— BEGIN TEXT EXCERPT —

Reputation: 37366
I need to generate an excerpt for a piece of html text, I cant use just Substring method because I could be trimming a tag, is there a function that takes tags in to consideration so it skips until the tag ends?
Upvotes: 0
Views: 1049
Reputation: 1647
An example would help as stated by ckittel..If I did get your question right there is no such built-in functionality.
Depending on your needs, and the kind of HTML you are processing, you could do with a simple Regular Expression based method that strips the html tags from your text and decodes html entities:
public static string StripHTML(string HTMLText)
{
string ret = HTMLText.Replace("<br>", "\n").Replace("<br />", "\n");
Regex reg = new Regex("<[^>]+>", RegexOptions.IgnoreCase);
return HttpUtility.HtmlDecode(reg.Replace(ret, ""));
}
If you test this code with something like the following code..
string longHtmlText = "<html>This is a "<b>long & bolded</b> <a href=\"http://en.wikipedia.org/wiki/HTML\">HTML</a> text</html>"";
string excerpt = StripHTML(longHtmlText);
excerpt = excerpt.Substring(0, 30) + "(..)";
..the result would be..
This is a "long & bolded HTML (..)
..which should answer your question.
Just remember, as Albireo noticed, Regex is nothing like HTML parsing...but if you need quick HTML stripping and trimming (for simple HTML texts) without external components this code may be enough for you.
Upvotes: 0
Reputation: 11085
There is no "function" to do what you want to do, you must use an HTML parser (e.g. the one suggested by Russ C) and iterate all the nodes.
And, please please please do not try with regular expressions (I'm just being proactive here).
Upvotes: 1
Reputation: 17909
I think the HTML Agility Pack will provide the functionality you require:
and:
Getting the text from a node using HtmlAgilityPack
Upvotes: 1

— END TEXT EXCERPT —

**GOAL**
Reproduce the HTML excerpt thread from "Depending on your" up to and including "the following code..", changing "HTMLText" to "htmlInput". The records play no part in what you need to do.

— BEGIN GIVEN RECORDS —

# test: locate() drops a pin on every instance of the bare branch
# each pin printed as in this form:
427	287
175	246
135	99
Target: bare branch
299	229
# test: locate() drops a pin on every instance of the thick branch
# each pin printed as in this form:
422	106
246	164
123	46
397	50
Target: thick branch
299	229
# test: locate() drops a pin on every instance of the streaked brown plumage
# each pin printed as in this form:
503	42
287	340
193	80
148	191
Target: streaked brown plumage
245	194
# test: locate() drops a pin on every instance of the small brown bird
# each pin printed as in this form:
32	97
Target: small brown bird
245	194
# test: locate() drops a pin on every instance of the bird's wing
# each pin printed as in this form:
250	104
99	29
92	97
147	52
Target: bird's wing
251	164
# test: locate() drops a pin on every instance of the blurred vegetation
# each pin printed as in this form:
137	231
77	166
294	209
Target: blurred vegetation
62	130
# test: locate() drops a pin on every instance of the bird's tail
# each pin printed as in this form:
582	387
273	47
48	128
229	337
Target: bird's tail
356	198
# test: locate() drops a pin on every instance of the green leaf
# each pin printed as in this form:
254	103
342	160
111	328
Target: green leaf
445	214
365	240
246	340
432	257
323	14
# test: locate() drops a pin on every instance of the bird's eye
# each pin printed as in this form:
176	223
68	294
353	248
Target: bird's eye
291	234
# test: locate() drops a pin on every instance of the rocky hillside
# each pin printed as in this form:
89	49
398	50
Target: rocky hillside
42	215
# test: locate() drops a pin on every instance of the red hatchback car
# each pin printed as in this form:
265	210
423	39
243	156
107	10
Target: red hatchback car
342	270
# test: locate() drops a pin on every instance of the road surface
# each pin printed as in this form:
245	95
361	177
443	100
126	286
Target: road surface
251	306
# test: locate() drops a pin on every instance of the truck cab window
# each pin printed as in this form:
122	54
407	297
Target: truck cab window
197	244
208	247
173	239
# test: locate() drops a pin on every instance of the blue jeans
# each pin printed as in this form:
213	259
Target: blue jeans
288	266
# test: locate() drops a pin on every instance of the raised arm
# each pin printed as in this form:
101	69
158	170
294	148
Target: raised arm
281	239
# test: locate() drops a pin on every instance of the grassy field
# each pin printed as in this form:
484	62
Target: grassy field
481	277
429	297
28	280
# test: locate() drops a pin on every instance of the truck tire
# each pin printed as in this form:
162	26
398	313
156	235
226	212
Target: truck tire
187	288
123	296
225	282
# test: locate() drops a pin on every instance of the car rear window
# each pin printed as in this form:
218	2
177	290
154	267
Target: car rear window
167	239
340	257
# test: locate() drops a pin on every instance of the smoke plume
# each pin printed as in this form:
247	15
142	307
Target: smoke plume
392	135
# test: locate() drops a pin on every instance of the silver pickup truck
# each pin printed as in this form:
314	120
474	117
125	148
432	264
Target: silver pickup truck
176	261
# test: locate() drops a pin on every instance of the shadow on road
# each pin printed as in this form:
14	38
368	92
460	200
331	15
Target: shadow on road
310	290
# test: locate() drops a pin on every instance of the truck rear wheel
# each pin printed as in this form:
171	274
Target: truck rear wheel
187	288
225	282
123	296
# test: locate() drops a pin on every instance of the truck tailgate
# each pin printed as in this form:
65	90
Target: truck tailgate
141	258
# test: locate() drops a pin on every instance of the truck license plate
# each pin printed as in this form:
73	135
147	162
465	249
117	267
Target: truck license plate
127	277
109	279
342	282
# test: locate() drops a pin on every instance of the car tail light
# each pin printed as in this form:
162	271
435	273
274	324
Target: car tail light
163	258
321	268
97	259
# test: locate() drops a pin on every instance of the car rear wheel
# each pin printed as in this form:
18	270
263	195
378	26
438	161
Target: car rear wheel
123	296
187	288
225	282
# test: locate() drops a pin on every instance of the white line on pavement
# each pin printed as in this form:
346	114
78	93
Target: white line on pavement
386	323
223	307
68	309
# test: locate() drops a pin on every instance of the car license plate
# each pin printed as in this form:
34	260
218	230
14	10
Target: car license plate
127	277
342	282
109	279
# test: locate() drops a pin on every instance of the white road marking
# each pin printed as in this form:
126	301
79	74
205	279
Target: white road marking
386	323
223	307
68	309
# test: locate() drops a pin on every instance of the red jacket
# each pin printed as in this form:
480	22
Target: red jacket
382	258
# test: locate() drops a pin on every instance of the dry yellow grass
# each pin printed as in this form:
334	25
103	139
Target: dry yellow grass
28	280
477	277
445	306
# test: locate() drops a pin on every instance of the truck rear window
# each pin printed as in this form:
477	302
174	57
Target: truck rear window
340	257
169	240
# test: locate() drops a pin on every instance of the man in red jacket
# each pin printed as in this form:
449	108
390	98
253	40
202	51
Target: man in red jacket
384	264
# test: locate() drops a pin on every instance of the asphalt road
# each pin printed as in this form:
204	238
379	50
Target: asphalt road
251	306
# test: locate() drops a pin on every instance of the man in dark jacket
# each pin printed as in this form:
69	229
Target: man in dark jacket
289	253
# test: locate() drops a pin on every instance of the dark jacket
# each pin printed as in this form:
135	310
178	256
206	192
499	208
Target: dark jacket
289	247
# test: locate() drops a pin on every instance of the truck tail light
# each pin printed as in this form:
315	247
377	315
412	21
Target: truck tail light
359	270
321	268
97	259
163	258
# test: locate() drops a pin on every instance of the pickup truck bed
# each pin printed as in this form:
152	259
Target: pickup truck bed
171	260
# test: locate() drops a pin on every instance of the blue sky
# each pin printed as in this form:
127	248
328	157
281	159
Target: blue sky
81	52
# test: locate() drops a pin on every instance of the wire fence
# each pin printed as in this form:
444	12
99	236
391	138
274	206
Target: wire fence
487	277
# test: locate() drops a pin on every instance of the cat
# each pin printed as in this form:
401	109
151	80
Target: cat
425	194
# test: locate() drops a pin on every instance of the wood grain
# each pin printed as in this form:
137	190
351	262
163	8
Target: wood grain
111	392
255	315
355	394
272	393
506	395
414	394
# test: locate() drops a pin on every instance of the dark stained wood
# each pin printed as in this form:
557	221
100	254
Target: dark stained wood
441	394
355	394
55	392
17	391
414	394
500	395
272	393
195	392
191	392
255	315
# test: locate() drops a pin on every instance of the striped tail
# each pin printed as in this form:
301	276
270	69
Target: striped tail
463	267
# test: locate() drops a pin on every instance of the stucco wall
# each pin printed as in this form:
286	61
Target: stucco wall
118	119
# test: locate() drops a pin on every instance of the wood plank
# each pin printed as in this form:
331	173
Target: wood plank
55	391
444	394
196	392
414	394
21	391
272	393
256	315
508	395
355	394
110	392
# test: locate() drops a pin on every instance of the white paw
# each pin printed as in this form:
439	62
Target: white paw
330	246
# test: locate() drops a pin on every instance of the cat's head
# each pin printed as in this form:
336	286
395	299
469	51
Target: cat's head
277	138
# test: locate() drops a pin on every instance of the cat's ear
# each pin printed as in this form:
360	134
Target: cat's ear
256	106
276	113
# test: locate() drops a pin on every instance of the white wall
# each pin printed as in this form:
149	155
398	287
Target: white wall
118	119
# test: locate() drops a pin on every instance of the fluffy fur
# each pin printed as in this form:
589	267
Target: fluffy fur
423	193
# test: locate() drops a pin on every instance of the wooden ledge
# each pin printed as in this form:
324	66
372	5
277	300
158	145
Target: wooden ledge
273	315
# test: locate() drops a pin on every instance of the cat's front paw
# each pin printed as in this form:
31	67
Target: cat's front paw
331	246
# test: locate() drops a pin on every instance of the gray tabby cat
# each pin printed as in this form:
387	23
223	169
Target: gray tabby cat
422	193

— END GIVEN RECORDS —

**THE REPLY**
Depending on your needs, and the kind of HTML you are processing, you could do with a simple Regular Expression based method that strips the html tags from your text and decodes html entities:
public static string StripHTML(string htmlInput)
{
string ret = htmlInput.Replace("<br>", "\n").Replace("<br />", "\n");
Regex reg = new Regex("<[^>]+>", RegexOptions.IgnoreCase);
return HttpUtility.HtmlDecode(reg.Replace(ret, ""));
}
If you test this code with something like the following code..